Exercise aim:
Give back, word for word, the line that contains "[locate] one point" and every line that follows it in the data below.

[Dataset items]

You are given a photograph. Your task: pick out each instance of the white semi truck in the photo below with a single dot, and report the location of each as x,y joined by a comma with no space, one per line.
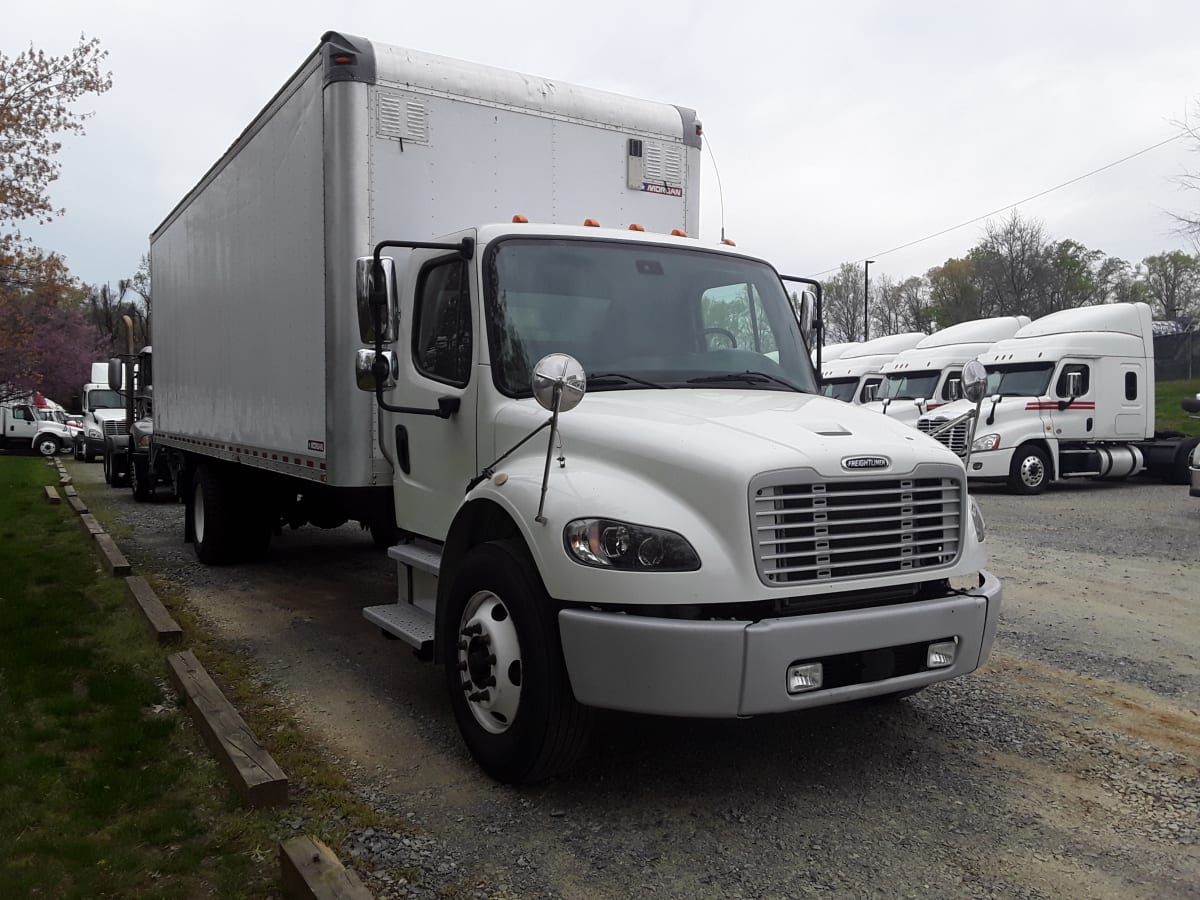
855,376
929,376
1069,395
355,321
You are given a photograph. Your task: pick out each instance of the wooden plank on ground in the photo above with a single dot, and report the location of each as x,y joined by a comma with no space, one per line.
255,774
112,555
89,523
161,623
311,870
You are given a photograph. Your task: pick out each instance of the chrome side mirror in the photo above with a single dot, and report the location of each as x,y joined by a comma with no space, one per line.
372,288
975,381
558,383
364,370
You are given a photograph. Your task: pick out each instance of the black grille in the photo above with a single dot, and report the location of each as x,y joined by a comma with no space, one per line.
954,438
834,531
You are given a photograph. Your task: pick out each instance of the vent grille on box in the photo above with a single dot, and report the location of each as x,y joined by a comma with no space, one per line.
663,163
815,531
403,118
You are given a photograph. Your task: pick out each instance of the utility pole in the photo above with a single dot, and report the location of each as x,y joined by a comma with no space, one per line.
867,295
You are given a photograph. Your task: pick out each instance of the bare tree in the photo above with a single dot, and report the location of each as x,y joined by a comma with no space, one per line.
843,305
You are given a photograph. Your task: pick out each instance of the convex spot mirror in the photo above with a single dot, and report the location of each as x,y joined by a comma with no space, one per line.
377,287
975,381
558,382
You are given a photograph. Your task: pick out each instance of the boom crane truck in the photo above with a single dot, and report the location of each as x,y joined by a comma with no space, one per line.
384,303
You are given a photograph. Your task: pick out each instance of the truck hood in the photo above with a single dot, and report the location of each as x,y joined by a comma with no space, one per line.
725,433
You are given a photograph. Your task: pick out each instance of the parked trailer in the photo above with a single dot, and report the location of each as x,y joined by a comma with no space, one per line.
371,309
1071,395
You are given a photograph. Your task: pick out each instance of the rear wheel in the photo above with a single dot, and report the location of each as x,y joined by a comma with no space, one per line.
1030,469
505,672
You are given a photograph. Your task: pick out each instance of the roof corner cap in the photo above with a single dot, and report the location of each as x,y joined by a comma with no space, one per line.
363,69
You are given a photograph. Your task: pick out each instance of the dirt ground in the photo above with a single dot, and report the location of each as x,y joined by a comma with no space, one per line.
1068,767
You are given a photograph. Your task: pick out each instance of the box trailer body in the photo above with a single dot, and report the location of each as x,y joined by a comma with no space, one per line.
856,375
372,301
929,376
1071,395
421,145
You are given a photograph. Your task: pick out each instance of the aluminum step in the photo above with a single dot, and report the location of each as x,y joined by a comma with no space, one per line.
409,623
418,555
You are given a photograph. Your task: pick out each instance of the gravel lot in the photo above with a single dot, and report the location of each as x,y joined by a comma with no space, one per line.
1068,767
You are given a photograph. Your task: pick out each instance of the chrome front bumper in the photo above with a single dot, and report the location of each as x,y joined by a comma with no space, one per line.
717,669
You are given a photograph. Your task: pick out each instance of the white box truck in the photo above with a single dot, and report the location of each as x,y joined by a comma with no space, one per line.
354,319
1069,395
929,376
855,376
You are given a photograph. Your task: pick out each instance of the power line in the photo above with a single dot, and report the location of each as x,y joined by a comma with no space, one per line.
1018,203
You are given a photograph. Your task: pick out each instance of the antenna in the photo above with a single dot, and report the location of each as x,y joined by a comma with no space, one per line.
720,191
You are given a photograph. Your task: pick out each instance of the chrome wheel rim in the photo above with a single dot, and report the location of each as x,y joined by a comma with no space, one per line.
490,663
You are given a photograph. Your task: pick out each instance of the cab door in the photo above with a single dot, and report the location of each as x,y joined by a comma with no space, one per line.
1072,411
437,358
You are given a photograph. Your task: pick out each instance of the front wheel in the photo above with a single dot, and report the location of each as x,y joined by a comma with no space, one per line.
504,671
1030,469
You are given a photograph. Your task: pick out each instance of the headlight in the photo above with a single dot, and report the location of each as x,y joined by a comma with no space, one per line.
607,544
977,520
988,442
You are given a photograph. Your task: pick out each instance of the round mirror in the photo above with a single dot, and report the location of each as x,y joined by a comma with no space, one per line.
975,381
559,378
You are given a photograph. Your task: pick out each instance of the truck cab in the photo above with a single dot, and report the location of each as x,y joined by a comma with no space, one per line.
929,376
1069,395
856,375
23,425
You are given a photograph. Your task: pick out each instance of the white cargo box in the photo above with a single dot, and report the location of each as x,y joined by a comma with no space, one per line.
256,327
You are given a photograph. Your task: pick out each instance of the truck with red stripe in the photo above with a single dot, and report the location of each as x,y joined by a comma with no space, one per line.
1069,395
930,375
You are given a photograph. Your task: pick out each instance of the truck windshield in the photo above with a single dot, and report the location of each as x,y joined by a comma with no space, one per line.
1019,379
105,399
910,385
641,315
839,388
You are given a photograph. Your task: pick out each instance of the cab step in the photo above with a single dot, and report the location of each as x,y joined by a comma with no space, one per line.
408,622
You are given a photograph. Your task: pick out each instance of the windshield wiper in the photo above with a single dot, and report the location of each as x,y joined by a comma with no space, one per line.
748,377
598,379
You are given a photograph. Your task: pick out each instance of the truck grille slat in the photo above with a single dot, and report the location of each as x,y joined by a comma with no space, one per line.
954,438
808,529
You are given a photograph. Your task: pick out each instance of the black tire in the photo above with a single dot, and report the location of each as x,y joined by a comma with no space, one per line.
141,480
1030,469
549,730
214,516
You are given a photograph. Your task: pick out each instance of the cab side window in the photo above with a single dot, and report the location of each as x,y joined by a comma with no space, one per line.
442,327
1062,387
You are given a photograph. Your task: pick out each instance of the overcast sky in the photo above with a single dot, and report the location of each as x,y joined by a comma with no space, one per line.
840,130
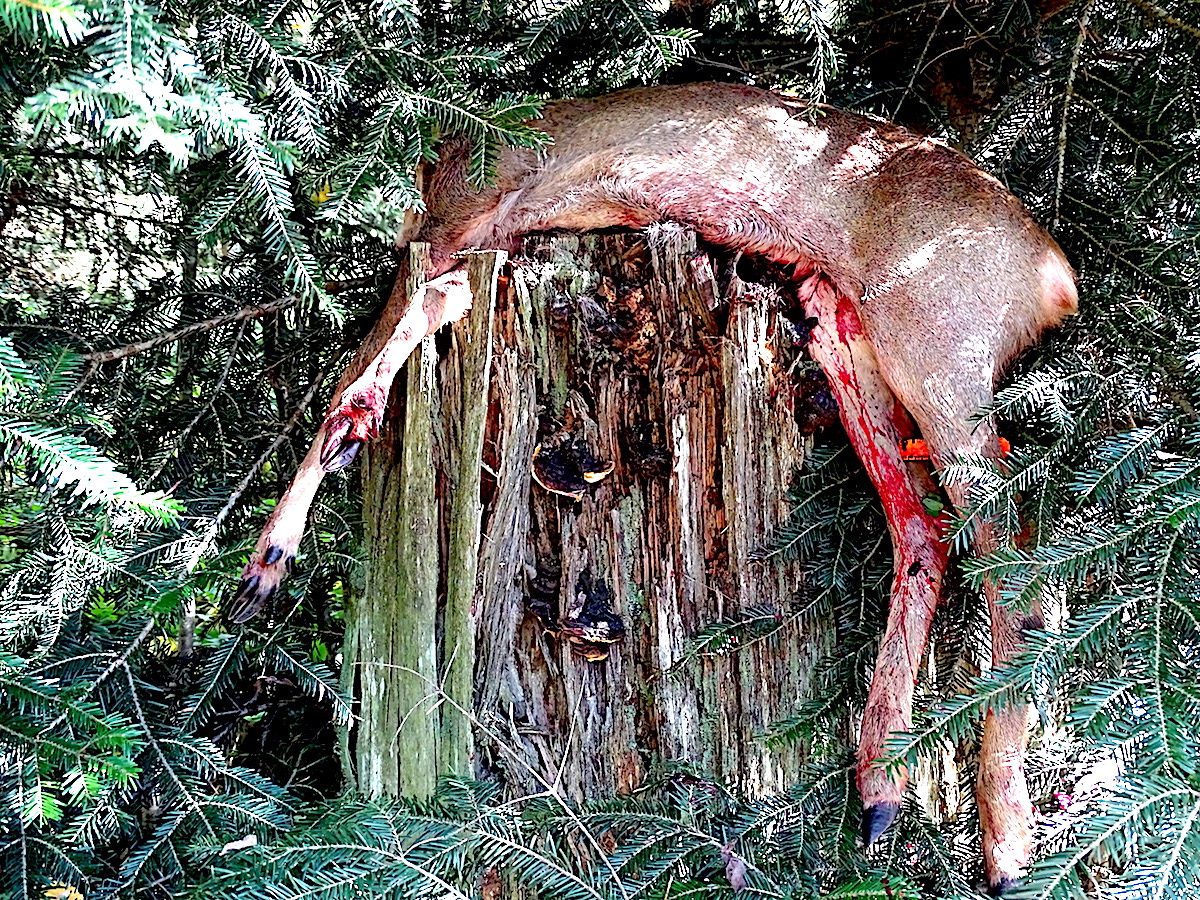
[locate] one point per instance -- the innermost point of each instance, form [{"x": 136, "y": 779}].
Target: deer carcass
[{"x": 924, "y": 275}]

Problem solution:
[locate] one point per instance -- the innermost point of each instance, form [{"x": 136, "y": 779}].
Target: deer carcass
[{"x": 924, "y": 275}]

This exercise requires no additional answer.